**SOURCE PASSAGE**
JB: I learned a lot not just from creating the show but by performing it too; I’ve realised I need to trust my instincts more, not to look back, to let go of “what ifs”, there are no right or wrong decisions – only experiences. I’ve also learned that a lot of people struggle with decision making – especially at the Edinburgh Fringe! So we’re not alone!
CM: What influences and inspires you in your work?
JB: Other people. I love chatting to people – either in my research for shows or when flyering people at the Fringe, or after my shows meeting people to whom the show meant something very real. More specifically; Jim Henson, Daniel Kitson, Fringe comedians. Being here in August is such a great way to become inspired.
CM: Right, let’s go back to the start for a minute. What made you decide to become a performer? How did you get started?

**DATA SEGMENT**
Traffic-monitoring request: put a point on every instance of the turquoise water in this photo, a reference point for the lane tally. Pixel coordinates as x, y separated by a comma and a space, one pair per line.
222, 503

**TASKS AND EXERCISES**
**1)** In the interview excerpt, which specific people does JB name as influences?
**2)** Write the next part of the interview excerpt, picking up right after its final line.

**OUTPUTS BY TASK**
**1)** Jim Henson, Daniel Kitson, and Fringe comedians.

**2)**
JB: Performing and writing felt instinctive when very few things did. I had wanted to write and perform since I was a child, but was encouraged down a “proper job” pathway instead. I became very ill when I was a teenager and went in and out of hospital a lot, and as a result fell out of education. When I began to find recovery, I realised I needed my life on my terms otherwise I didn’t want to live it. I wanted a life worth living for – writing and performing is it for me. It makes me feel alive.
I used to be a journalist, but when the recession hit I couldn’t find any work so I started acting, then found out comedy was where I felt most at home. Coming to the Edinburgh Fringe back in 2005 as a reviewer I fell in love – with the Fringe and the city – and quickly realised I envied the people on stage too much. I once read that envy can be a good thing to feel – it can motivate you to identify and go for the things you want. So I went for it!
CM: You mentioned the acting. You’ve also done presenting and radio, as well as the comedy. Which do you like best?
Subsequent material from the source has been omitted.